● **Given text**

__________

CSLU: Portland Cellular Telephone Speech Version 1.3, LDC2008S01, ISBN 1-58563-463-8 was created by the Center for Spoken Language Understanding (CSLU) at OGI School of Science and Engineering, Oregon Health and Science University, Beaverton, Oregon. It consists of cellular telephone speech and corresponding transcripts, specifically, 7,571 utterances from 515 speakers who made calls in the Portland, Oregon area using cellular telephones.
Speakers called the CSLU data collection system on cellular telephones, and they were asked to repeat certain phrases and to respond to other prompts. Two prompt protocols were used: an In Vehicle Protocol for speakers calling from inside a vehicle and a Not in Vehicle Protocol for those calling from outside a vehicle. The protocols shared several questions, but each protocol contained distinct queries designed to probe the conditions of the caller's in vehicle/not in vehicle surroundings. Not every caller provided a response to each prompt.
docs/ | The documentation directory. This directory contains further documentation for CSLU: Portland Cellular Telephone Speech Version 1.3. |
labels/ | Phonetic labeling directory. This directory contains phonetic labels and phonetic transcriptions for corresponding speech files. |
misc/ | Miscellaneous directory. This directory contains software tools and scripts. |
speech/ | Speech directory. This directory contains the actual .wav files; there are subdirectories within this directory based on the speaker's ID number. |
trans/ | Transcriptions directory. This directory contains orthographic transcriptions for most of the speech files. |
The speeech data was captured digitally from CSLU's T1 connection and saved as 8 khz, 16-bit linear.
The text transcriptions in this corpus were produced using the non time-aligned word-level conventions described in The CSLU Labeling Guide, which is included in the documentation for this release. CSLU: Portland Cellular Telephone Speech contains orthographic and phonetic transcriptions of corresponding speech files. Non time-aligned orthographic transcriptions provide quick access to the content of an utterance; they may contain markers for word boundaries to support access and retrieval at the lexical level. Phonetic/phonemic transcriptions represent the phonetic content of an utterance at a given level of detail that is made explicit by the use of diacritics. Phonetic phenomena transcribed includes excessive nasalization, glottalization, frication on a stop, centralization, lateralization, rounding and palatalization.

__________

● **Stored rows**
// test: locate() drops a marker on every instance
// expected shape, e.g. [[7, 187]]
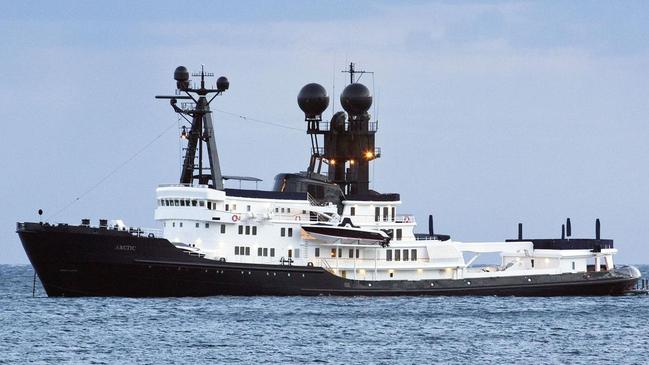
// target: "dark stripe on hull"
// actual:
[[76, 261]]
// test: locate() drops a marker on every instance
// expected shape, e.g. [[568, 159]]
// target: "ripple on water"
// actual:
[[316, 330]]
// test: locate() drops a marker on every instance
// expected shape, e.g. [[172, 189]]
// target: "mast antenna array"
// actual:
[[201, 131]]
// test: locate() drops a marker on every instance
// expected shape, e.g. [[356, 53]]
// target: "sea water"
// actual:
[[306, 330]]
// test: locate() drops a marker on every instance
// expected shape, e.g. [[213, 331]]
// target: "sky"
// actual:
[[490, 113]]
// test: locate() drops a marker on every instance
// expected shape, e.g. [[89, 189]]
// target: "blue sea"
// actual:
[[318, 330]]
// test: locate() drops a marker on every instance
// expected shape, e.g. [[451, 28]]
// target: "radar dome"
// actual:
[[313, 100], [181, 74], [356, 99], [222, 83]]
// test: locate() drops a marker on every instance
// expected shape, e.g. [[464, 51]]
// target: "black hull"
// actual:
[[82, 261]]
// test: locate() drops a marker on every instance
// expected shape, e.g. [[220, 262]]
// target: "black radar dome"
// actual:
[[356, 99], [181, 74], [313, 100]]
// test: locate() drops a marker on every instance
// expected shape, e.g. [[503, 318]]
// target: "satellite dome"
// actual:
[[313, 100], [222, 83], [356, 99], [181, 74]]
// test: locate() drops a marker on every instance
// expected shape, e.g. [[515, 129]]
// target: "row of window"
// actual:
[[247, 229], [286, 232], [242, 251], [263, 251], [408, 255]]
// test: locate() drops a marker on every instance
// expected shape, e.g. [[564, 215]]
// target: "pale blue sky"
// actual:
[[490, 113]]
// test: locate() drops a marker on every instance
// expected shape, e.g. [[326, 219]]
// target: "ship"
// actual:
[[321, 231]]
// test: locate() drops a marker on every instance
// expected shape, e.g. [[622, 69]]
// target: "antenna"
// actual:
[[352, 71], [201, 131]]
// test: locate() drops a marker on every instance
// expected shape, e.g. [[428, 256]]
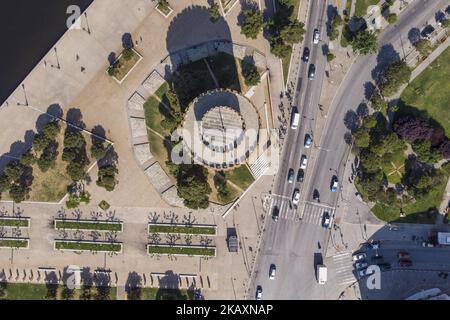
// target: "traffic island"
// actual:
[[92, 246], [14, 243], [181, 250], [15, 222], [182, 229], [88, 225]]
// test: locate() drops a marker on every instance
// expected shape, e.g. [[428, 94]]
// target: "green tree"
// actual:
[[330, 57], [362, 138], [193, 186], [214, 12], [14, 170], [425, 153], [394, 77], [76, 171], [28, 158], [5, 183], [73, 139], [252, 24], [370, 121], [18, 192], [107, 177], [40, 142], [250, 73], [365, 42], [293, 32], [98, 149], [51, 130], [424, 47], [391, 18], [279, 48], [378, 103]]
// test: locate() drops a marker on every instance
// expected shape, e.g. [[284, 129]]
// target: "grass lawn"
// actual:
[[153, 116], [182, 229], [28, 291], [14, 223], [154, 249], [88, 225], [122, 66], [362, 5], [160, 93], [165, 294], [430, 91], [422, 211], [10, 243], [394, 168], [224, 67], [240, 176], [164, 7], [86, 246]]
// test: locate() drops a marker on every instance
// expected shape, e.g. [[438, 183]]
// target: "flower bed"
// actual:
[[20, 243], [184, 229], [181, 250], [98, 246], [15, 222], [100, 225]]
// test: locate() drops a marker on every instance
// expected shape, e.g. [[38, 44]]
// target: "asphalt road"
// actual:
[[294, 245]]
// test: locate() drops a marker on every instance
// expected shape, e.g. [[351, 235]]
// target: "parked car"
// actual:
[[334, 184], [404, 255], [375, 245], [361, 265], [291, 174], [272, 271], [300, 175], [326, 219], [311, 71], [308, 141], [384, 266], [427, 31], [296, 197], [316, 36], [303, 162], [405, 263], [359, 256], [275, 213], [305, 56], [258, 293]]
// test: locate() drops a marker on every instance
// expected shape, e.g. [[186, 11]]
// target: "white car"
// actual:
[[359, 256], [272, 272], [308, 141], [316, 36], [303, 162], [296, 197], [361, 265]]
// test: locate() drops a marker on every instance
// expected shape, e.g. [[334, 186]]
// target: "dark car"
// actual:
[[305, 56], [275, 213], [405, 263], [316, 194], [427, 31], [312, 72], [384, 266], [300, 175]]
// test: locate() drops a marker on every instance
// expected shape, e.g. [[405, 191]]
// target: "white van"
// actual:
[[295, 120]]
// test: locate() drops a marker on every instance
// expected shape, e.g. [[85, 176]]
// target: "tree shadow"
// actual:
[[351, 120], [112, 57], [127, 41], [369, 89], [133, 286], [75, 118], [414, 35], [387, 55]]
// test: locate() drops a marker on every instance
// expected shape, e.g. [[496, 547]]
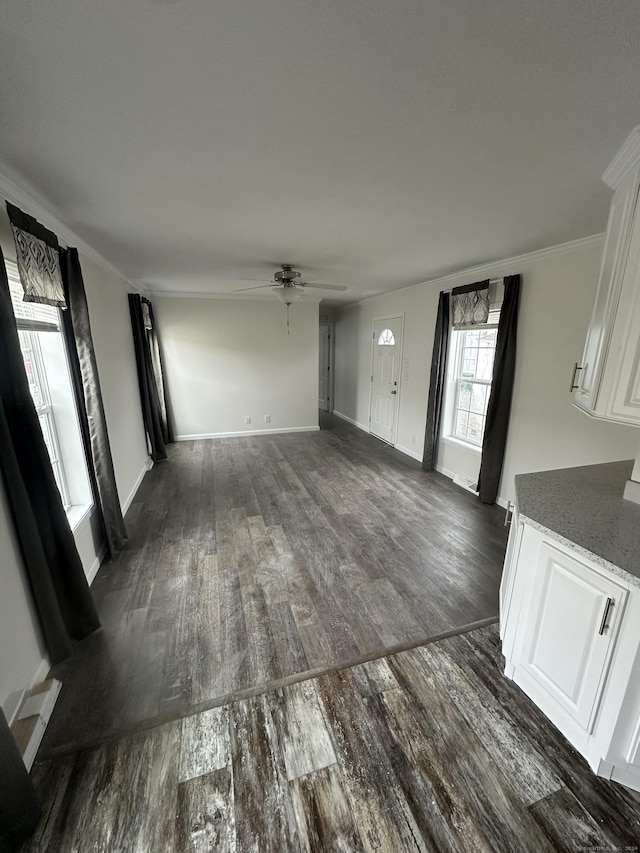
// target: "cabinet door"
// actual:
[[573, 616], [605, 307]]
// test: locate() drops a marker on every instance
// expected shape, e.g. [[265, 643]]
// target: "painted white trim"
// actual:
[[77, 514], [351, 421], [491, 268], [463, 445], [445, 471], [40, 674], [95, 566], [12, 192], [260, 297], [397, 316], [241, 433], [408, 452], [148, 465], [626, 158]]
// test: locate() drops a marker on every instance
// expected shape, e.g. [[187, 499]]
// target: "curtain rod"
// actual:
[[491, 281]]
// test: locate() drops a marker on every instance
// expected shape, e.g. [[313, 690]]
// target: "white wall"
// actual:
[[227, 359], [546, 431], [21, 648]]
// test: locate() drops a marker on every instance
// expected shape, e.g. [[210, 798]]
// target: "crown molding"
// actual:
[[625, 160], [492, 268], [266, 297], [14, 193]]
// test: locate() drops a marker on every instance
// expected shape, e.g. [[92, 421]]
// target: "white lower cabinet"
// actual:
[[567, 637], [571, 640]]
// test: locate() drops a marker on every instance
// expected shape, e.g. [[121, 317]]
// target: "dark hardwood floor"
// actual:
[[256, 561], [273, 673], [430, 749]]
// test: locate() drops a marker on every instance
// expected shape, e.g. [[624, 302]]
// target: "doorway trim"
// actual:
[[330, 326], [375, 321]]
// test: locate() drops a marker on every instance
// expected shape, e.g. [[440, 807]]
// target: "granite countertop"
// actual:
[[585, 507]]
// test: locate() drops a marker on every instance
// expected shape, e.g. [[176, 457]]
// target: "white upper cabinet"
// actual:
[[606, 383]]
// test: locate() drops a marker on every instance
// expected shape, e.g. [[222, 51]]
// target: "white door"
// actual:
[[385, 377], [324, 369], [568, 635]]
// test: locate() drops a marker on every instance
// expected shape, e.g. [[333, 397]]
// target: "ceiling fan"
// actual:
[[287, 284]]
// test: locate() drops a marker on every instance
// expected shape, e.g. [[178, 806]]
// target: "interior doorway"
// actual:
[[325, 402], [385, 377]]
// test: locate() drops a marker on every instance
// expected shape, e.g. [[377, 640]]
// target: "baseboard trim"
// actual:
[[411, 453], [245, 432], [351, 421], [148, 465], [40, 674], [95, 566]]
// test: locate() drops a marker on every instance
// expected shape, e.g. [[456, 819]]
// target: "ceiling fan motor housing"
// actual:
[[287, 275]]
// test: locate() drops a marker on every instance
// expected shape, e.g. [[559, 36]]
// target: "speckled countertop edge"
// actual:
[[584, 509], [629, 577]]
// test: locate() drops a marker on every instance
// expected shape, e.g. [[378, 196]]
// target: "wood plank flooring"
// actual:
[[430, 749], [256, 561]]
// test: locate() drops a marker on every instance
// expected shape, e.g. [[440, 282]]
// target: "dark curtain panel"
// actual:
[[499, 407], [437, 383], [84, 371], [158, 372], [154, 412], [58, 584], [19, 808]]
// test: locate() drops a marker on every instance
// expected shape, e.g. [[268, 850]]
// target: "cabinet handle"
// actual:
[[576, 368], [605, 616], [506, 515]]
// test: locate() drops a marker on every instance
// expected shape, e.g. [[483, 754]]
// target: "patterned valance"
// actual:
[[470, 305], [38, 259], [146, 314]]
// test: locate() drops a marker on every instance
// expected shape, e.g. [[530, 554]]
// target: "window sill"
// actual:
[[463, 445], [78, 514]]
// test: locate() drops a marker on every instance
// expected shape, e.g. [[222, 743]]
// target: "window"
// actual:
[[473, 352], [386, 339], [45, 360]]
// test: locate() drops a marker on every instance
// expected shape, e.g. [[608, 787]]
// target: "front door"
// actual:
[[324, 367], [385, 377]]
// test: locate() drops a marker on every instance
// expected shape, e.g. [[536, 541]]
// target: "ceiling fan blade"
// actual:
[[258, 287], [321, 286]]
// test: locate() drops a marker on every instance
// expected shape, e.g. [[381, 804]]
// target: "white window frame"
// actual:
[[454, 379], [67, 456], [45, 411]]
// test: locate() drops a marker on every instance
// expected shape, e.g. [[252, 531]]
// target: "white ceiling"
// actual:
[[373, 143]]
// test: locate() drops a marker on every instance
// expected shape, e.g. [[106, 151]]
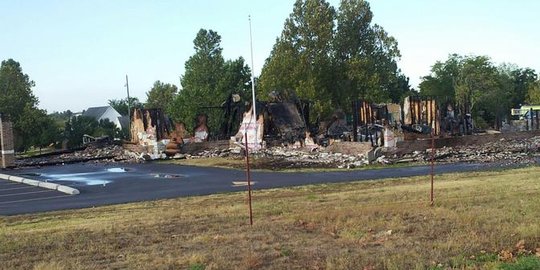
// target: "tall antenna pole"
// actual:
[[129, 109], [254, 106]]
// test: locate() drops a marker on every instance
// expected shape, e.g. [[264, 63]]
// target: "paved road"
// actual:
[[108, 184], [13, 194]]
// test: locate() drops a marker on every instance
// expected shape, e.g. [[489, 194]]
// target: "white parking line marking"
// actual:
[[25, 187], [34, 199], [24, 193], [9, 184]]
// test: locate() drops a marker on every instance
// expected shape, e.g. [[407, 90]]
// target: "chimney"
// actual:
[[7, 157]]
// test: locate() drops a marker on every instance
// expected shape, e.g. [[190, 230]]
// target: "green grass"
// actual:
[[480, 220]]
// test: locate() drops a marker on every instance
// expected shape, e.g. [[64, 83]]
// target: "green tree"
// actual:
[[77, 127], [37, 128], [524, 79], [201, 82], [304, 50], [367, 56], [121, 105], [162, 96], [533, 96], [18, 100], [333, 58], [478, 86], [440, 84], [236, 78]]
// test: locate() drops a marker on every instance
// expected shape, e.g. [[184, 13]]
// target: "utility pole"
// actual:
[[129, 109]]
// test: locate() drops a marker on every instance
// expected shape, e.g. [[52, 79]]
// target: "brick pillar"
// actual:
[[6, 142]]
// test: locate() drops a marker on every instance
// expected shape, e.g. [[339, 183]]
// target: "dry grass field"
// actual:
[[484, 220]]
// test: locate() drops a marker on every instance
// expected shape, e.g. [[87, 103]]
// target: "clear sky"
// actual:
[[78, 52]]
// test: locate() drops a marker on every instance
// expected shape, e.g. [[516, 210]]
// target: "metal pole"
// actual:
[[248, 176], [431, 199], [254, 106], [129, 109]]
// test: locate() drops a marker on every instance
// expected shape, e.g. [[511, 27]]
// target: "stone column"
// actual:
[[7, 156]]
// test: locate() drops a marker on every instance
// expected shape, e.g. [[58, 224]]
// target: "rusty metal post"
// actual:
[[7, 152], [537, 120], [355, 121], [248, 176], [431, 199]]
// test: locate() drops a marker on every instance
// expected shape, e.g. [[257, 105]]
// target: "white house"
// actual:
[[105, 112]]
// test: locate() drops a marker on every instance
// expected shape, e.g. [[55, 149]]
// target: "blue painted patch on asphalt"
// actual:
[[86, 178]]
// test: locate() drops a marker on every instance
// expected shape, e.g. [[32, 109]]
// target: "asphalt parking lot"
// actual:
[[101, 184], [13, 194]]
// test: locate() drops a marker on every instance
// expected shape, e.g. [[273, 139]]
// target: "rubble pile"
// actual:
[[316, 157], [292, 158], [101, 154], [510, 150]]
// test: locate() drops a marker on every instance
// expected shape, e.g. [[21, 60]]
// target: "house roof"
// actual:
[[96, 112]]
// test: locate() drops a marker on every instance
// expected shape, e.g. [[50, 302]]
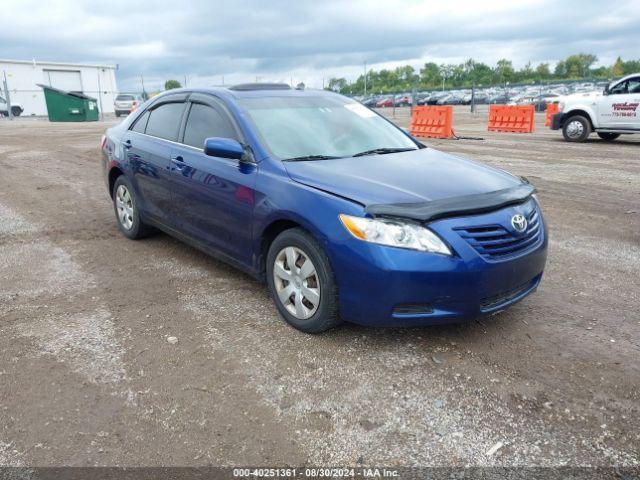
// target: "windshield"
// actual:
[[323, 126]]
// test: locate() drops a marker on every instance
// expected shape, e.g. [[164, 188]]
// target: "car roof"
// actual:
[[228, 93]]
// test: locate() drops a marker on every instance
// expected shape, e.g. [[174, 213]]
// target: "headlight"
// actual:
[[394, 234], [535, 197]]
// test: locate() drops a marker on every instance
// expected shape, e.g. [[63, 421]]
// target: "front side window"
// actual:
[[620, 88], [141, 124], [206, 122], [331, 126], [164, 121], [634, 85]]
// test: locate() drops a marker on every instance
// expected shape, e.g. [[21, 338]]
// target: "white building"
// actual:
[[23, 77]]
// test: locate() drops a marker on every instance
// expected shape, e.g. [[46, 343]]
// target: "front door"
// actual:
[[149, 153], [620, 108], [213, 197]]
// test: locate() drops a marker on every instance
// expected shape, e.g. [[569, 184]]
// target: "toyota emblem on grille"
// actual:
[[519, 223]]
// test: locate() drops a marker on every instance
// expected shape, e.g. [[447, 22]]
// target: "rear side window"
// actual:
[[164, 121], [205, 122], [141, 123]]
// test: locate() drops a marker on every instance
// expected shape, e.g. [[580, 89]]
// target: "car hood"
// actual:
[[406, 177], [579, 96]]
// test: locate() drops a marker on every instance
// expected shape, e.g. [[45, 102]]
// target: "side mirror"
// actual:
[[224, 148]]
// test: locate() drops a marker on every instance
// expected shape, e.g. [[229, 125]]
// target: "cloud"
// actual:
[[309, 40]]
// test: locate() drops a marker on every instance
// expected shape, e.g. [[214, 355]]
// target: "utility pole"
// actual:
[[7, 97], [100, 96], [365, 79], [144, 93]]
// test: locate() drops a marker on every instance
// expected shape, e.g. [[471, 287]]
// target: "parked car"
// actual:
[[126, 102], [610, 113], [385, 102], [16, 108], [369, 102], [402, 101], [341, 212]]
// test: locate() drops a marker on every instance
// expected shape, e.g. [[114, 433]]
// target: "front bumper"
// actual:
[[376, 283], [557, 121]]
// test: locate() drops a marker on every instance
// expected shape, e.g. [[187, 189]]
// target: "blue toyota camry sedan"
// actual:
[[343, 214]]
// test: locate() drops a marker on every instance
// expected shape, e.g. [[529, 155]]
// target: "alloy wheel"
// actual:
[[124, 205], [297, 282], [575, 129]]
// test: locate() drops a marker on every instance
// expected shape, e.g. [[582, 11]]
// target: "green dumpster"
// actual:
[[69, 106]]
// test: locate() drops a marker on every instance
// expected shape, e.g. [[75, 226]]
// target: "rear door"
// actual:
[[213, 197], [149, 155]]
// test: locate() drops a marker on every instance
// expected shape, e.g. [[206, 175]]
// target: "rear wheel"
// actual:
[[608, 137], [301, 282], [576, 129], [126, 210]]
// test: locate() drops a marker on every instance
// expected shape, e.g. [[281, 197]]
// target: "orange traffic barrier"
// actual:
[[552, 109], [432, 122], [511, 118]]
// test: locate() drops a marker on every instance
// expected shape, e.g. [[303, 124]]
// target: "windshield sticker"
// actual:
[[361, 110]]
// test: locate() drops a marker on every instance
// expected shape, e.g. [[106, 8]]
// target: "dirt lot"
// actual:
[[87, 376]]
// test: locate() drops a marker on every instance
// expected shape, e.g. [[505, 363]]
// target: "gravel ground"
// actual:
[[87, 376]]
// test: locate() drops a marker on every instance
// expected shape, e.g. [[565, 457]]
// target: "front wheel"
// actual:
[[301, 282], [576, 129], [608, 137]]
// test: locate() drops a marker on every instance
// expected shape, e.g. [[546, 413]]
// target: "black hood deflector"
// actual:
[[451, 207]]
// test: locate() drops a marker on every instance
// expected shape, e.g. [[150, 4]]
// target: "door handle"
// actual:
[[178, 162]]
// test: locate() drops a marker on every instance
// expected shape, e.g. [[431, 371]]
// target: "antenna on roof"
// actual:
[[243, 87]]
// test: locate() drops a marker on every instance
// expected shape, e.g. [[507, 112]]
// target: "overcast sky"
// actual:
[[274, 40]]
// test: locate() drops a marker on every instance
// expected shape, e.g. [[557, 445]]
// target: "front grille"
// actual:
[[496, 242], [496, 301]]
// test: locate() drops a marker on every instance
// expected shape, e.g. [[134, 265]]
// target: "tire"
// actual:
[[310, 317], [126, 210], [576, 129], [608, 137]]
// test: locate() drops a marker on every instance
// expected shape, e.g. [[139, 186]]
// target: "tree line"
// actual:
[[464, 75]]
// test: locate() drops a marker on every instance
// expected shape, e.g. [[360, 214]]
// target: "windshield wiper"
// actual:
[[309, 157], [382, 151]]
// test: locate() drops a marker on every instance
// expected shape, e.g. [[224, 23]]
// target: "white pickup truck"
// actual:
[[613, 112], [16, 108]]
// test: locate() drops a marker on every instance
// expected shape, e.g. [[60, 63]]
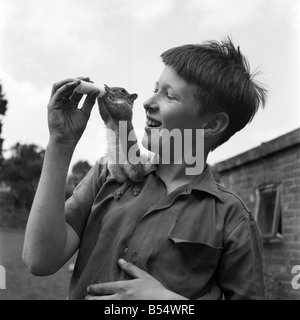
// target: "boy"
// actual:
[[183, 236]]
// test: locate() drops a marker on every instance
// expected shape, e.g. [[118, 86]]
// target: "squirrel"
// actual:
[[114, 106]]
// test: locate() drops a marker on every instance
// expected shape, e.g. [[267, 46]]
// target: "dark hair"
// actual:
[[222, 75]]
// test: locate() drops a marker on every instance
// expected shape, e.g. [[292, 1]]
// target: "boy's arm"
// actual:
[[241, 264], [49, 240]]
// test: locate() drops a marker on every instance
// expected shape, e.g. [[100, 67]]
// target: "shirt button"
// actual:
[[134, 258]]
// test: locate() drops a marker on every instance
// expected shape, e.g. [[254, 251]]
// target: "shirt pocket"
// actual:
[[188, 264]]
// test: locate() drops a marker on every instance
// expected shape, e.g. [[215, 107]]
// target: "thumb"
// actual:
[[89, 102], [133, 270]]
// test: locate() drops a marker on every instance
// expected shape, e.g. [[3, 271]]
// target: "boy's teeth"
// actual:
[[152, 123]]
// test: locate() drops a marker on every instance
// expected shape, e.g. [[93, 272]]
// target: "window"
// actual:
[[268, 211]]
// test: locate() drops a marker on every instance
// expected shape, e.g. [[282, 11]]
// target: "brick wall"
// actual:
[[277, 161]]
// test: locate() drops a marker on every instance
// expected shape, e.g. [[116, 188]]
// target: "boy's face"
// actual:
[[173, 106]]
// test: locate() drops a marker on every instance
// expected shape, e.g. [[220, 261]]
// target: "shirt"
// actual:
[[199, 241]]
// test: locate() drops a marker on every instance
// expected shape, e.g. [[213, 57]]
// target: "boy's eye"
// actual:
[[169, 96]]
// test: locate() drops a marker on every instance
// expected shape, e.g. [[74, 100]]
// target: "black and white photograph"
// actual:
[[149, 150]]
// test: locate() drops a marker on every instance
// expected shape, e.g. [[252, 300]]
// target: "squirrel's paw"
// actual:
[[136, 189], [120, 191]]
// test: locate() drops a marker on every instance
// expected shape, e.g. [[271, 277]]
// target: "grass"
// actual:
[[20, 283]]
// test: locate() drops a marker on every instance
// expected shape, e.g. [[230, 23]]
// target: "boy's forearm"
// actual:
[[46, 231]]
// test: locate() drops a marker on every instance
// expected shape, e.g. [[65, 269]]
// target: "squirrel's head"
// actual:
[[118, 103]]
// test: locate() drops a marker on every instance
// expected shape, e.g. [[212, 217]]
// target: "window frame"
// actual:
[[274, 234]]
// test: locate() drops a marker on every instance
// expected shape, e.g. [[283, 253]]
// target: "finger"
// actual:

__________

● **What to do**
1. According to the corpus description, how many utterances and how many speakers does the corpus contain?
2. Write out the passage of the corpus description starting at "docs/ | The" and ending at "khz, 16-bit linear.".
Rely on the corpus description alone, not on the material.

● **Solutions to the problems**
1. 7,571 utterances from 515 speakers.

2.
docs/ | The documentation directory. This directory contains further documentation for CSLU: Portland Cellular Telephone Speech Version 1.3. |
labels/ | Phonetic labeling directory. This directory contains phonetic labels and phonetic transcriptions for corresponding speech files. |
misc/ | Miscellaneous directory. This directory contains software tools and scripts. |
speech/ | Speech directory. This directory contains the actual .wav files; there are subdirectories within this directory based on the speaker's ID number. |
trans/ | Transcriptions directory. This directory contains orthographic transcriptions for most of the speech files. |
The speeech data was captured digitally from CSLU's T1 connection and saved as 8 khz, 16-bit linear.